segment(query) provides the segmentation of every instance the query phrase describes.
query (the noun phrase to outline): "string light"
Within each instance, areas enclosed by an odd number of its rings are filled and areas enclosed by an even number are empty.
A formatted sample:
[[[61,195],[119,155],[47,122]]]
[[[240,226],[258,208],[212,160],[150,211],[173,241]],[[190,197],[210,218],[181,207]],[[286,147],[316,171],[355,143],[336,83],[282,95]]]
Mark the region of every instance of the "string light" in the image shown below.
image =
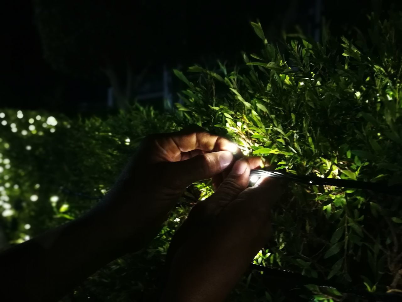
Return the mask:
[[[31,197],[29,198],[31,201],[36,201],[39,199],[39,197],[38,197],[38,195],[35,195],[35,194],[31,195]]]

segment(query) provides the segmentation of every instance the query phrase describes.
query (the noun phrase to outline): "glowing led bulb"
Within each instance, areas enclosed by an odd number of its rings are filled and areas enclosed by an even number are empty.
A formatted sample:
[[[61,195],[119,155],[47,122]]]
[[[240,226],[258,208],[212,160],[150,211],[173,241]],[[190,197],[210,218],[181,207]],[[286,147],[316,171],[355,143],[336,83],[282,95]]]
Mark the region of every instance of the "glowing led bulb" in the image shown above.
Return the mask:
[[[250,177],[250,182],[251,183],[252,185],[254,186],[255,184],[258,181],[258,180],[259,178],[259,177],[257,176],[256,175],[253,175],[252,176]]]
[[[30,199],[31,201],[36,201],[39,198],[39,197],[38,197],[38,195],[34,194],[31,195]]]
[[[50,201],[52,203],[57,203],[59,201],[59,197],[55,195],[50,197]]]

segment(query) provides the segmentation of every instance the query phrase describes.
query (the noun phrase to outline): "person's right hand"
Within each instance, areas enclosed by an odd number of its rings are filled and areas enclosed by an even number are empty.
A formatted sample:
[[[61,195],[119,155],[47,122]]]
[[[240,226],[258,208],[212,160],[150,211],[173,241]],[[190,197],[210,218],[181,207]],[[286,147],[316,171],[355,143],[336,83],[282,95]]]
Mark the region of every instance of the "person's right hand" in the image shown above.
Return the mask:
[[[282,190],[270,178],[247,188],[250,169],[260,164],[258,158],[236,161],[216,192],[190,211],[169,249],[163,300],[224,300],[263,246]]]

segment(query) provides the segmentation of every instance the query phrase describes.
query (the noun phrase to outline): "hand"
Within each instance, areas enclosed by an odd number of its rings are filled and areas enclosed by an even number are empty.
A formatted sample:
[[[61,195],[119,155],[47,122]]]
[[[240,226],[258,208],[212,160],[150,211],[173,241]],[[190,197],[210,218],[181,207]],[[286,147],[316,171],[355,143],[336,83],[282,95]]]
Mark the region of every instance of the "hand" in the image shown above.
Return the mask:
[[[186,187],[221,173],[238,151],[199,128],[147,137],[107,197],[113,233],[137,249],[156,234]]]
[[[164,300],[224,300],[263,246],[282,190],[270,178],[247,188],[250,169],[261,163],[255,158],[236,161],[216,192],[190,211],[168,253]]]

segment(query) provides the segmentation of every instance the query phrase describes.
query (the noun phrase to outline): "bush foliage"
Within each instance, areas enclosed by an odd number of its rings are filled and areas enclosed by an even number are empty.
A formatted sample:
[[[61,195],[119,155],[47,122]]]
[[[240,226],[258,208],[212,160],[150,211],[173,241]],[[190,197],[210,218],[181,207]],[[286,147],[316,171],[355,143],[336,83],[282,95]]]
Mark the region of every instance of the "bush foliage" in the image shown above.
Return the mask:
[[[106,193],[142,138],[191,123],[230,137],[245,155],[263,156],[278,170],[402,183],[401,17],[380,21],[371,16],[367,33],[357,31],[353,39],[324,33],[318,43],[293,35],[280,48],[269,43],[260,25],[252,23],[263,49],[244,54],[244,64],[230,69],[219,63],[213,70],[196,66],[185,74],[175,70],[187,87],[178,110],[171,112],[136,107],[106,120],[60,116],[55,122],[45,113],[4,111],[4,232],[17,243],[77,217]],[[11,123],[12,131],[5,131]],[[288,185],[274,212],[273,238],[255,264],[357,292],[402,288],[400,197]],[[191,205],[212,192],[208,181],[189,188],[149,247],[100,270],[65,300],[154,298],[174,230]],[[287,291],[291,284],[272,286],[267,275],[248,272],[231,300],[295,300]],[[340,288],[306,287],[295,291],[298,298],[337,301],[349,294]]]

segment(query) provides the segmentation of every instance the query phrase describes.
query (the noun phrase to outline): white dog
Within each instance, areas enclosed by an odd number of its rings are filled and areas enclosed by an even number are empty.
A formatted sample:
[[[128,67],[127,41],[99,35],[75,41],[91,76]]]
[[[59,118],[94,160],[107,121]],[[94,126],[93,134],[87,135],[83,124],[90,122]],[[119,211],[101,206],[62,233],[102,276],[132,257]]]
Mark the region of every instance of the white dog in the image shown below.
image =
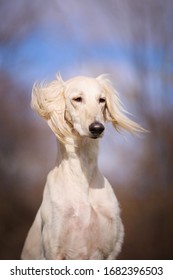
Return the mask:
[[[124,229],[113,189],[97,166],[105,121],[116,129],[143,129],[125,116],[106,76],[60,76],[35,85],[32,107],[58,138],[58,160],[28,233],[22,259],[115,259]]]

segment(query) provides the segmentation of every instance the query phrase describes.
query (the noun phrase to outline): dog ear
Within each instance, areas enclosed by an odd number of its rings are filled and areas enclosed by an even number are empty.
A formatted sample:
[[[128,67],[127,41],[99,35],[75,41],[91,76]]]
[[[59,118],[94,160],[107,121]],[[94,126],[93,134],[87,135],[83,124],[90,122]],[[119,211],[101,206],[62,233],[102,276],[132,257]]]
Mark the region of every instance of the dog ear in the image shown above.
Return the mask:
[[[31,107],[48,125],[61,142],[70,135],[70,127],[65,120],[64,81],[60,76],[49,84],[34,84]]]
[[[113,126],[117,130],[124,129],[130,133],[144,132],[145,129],[126,116],[128,112],[124,109],[118,93],[113,88],[112,83],[107,78],[107,75],[100,75],[97,77],[97,80],[102,85],[102,88],[106,93],[105,119],[112,122]]]

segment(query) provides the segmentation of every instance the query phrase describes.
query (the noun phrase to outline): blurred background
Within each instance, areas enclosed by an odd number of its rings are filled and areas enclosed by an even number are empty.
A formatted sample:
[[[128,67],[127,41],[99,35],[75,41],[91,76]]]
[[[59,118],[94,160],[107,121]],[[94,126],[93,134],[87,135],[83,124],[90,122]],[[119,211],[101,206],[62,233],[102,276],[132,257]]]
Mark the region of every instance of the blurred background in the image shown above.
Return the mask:
[[[99,166],[122,209],[119,259],[173,259],[173,1],[0,1],[0,259],[19,259],[56,160],[35,81],[109,73],[150,133],[107,125]]]

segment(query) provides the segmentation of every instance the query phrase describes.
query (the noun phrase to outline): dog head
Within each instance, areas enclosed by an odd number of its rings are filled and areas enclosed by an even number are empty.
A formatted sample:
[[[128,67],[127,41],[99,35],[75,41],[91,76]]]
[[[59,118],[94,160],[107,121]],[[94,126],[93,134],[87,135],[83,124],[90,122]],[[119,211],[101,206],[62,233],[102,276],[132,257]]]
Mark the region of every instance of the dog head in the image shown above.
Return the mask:
[[[66,82],[60,76],[49,84],[35,84],[32,108],[44,117],[62,142],[69,137],[99,138],[104,123],[131,133],[143,129],[126,116],[117,92],[105,75],[75,77]]]

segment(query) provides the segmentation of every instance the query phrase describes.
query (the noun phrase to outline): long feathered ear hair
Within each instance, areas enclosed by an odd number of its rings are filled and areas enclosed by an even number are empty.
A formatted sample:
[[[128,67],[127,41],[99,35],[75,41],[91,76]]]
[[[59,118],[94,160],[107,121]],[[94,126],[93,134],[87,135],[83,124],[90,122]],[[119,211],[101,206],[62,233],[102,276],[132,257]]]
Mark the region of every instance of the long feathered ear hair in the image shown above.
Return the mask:
[[[136,122],[130,120],[126,114],[128,112],[124,109],[117,91],[113,88],[112,83],[107,78],[107,75],[100,75],[97,80],[102,85],[106,93],[106,112],[105,118],[112,122],[116,130],[124,129],[130,133],[139,133],[146,131]]]
[[[64,81],[61,76],[51,83],[34,84],[31,107],[48,125],[61,142],[70,135],[70,127],[65,120]]]

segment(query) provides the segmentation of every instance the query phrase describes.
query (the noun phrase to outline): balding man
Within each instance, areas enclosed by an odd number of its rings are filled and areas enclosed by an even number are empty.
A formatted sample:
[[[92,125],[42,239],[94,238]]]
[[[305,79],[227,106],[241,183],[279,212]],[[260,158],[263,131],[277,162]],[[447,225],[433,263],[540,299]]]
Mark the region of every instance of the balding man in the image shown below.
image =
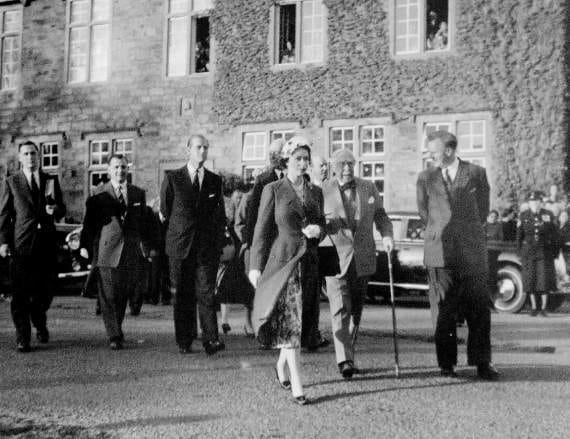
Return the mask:
[[[160,212],[166,222],[166,255],[174,302],[174,331],[181,354],[192,352],[197,336],[208,355],[225,348],[218,336],[214,285],[222,249],[225,213],[222,179],[204,168],[208,140],[190,137],[188,163],[162,182]]]
[[[354,374],[354,343],[368,278],[376,271],[373,227],[386,251],[393,248],[392,223],[370,181],[354,176],[355,158],[341,149],[332,156],[335,177],[323,184],[326,230],[338,252],[340,273],[327,277],[334,347],[344,379]]]

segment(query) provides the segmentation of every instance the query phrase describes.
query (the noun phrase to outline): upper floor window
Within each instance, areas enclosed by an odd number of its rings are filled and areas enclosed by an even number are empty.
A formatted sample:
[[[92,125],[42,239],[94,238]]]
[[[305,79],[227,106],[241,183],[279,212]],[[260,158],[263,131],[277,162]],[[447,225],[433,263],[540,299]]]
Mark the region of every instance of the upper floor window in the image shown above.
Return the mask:
[[[167,76],[211,71],[212,8],[213,0],[168,0]]]
[[[56,169],[59,166],[59,142],[43,142],[40,144],[42,169]]]
[[[68,81],[106,81],[109,76],[111,0],[69,0],[68,17]]]
[[[450,48],[449,0],[394,0],[394,53],[410,55]]]
[[[326,10],[322,0],[279,1],[274,35],[274,64],[323,62]]]
[[[20,74],[22,11],[0,8],[0,90],[17,87]]]
[[[356,158],[355,174],[373,182],[384,200],[386,127],[369,122],[371,121],[326,122],[328,149],[331,156],[343,148],[352,151]]]

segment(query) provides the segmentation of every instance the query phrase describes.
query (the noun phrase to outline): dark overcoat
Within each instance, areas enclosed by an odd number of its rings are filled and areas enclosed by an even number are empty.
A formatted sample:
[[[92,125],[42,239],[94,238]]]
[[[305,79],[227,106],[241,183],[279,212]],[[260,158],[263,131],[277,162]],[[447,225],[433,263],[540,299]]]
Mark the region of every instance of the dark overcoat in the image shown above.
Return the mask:
[[[261,196],[250,255],[250,270],[260,270],[261,278],[253,303],[253,326],[256,333],[267,322],[279,294],[300,259],[307,255],[310,263],[301,276],[318,276],[319,239],[307,239],[301,231],[308,224],[324,230],[323,193],[307,183],[303,207],[288,178],[265,186]]]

# # # # # # #

▶ Given request:
Select every line of the lines above that contains the word "dark".

▶ Solution below:
query (the noun phrase to outline): dark overcoat
Mark the region of every instance of the dark overcoat in the image shown above.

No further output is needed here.